Data to process »
- Opening Delimiter -

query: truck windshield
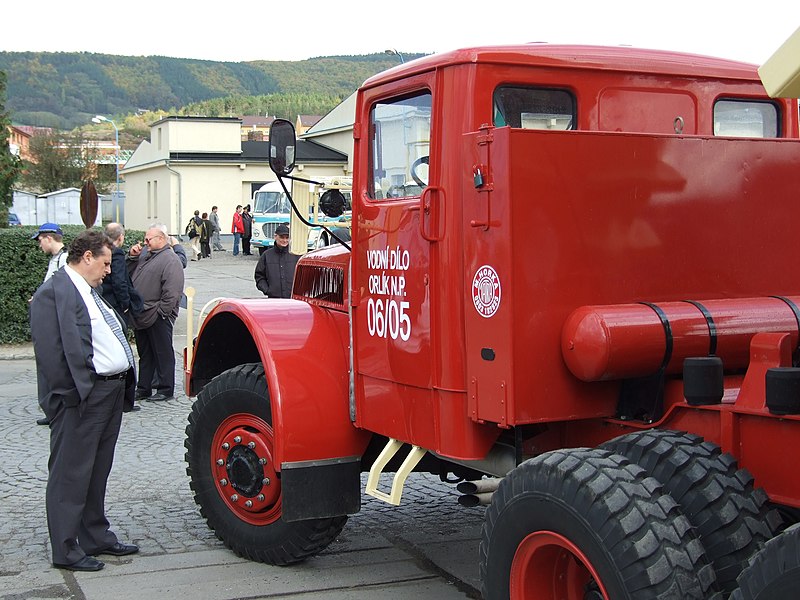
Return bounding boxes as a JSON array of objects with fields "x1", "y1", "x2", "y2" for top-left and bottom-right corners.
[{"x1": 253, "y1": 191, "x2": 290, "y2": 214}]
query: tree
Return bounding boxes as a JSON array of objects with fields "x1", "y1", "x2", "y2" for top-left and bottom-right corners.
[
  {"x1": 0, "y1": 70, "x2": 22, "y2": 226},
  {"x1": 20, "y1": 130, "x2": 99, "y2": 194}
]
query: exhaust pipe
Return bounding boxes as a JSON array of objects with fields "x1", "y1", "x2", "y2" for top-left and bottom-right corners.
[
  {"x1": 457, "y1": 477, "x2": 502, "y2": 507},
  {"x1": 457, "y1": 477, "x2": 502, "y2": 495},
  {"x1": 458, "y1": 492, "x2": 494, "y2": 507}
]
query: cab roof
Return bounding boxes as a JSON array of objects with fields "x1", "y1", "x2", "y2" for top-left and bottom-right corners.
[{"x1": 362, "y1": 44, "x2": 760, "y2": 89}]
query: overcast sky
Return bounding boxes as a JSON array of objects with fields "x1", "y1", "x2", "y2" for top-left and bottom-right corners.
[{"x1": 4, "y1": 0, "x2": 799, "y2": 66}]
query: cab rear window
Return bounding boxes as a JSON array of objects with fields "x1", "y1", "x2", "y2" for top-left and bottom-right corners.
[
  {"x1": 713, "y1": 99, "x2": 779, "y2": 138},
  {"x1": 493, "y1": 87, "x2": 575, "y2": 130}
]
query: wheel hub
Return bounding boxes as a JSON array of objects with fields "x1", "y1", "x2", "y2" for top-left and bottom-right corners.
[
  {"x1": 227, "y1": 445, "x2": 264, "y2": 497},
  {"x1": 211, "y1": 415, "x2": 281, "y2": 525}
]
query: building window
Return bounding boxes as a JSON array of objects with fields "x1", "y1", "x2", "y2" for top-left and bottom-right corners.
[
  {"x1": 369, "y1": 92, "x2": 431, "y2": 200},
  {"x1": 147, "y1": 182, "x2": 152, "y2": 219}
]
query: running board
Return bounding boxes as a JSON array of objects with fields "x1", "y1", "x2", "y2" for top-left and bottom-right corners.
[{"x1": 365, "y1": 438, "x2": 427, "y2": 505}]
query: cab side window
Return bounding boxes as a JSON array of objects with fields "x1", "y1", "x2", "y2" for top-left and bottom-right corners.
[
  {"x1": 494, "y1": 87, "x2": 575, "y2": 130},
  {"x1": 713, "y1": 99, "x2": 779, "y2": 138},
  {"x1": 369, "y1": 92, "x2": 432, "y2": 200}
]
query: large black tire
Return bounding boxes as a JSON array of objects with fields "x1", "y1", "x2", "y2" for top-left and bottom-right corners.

- Closing Delimiter -

Task objective »
Write down how many lines of the data above carry the word "window". Nothing else belongs in the answer.

Response below »
3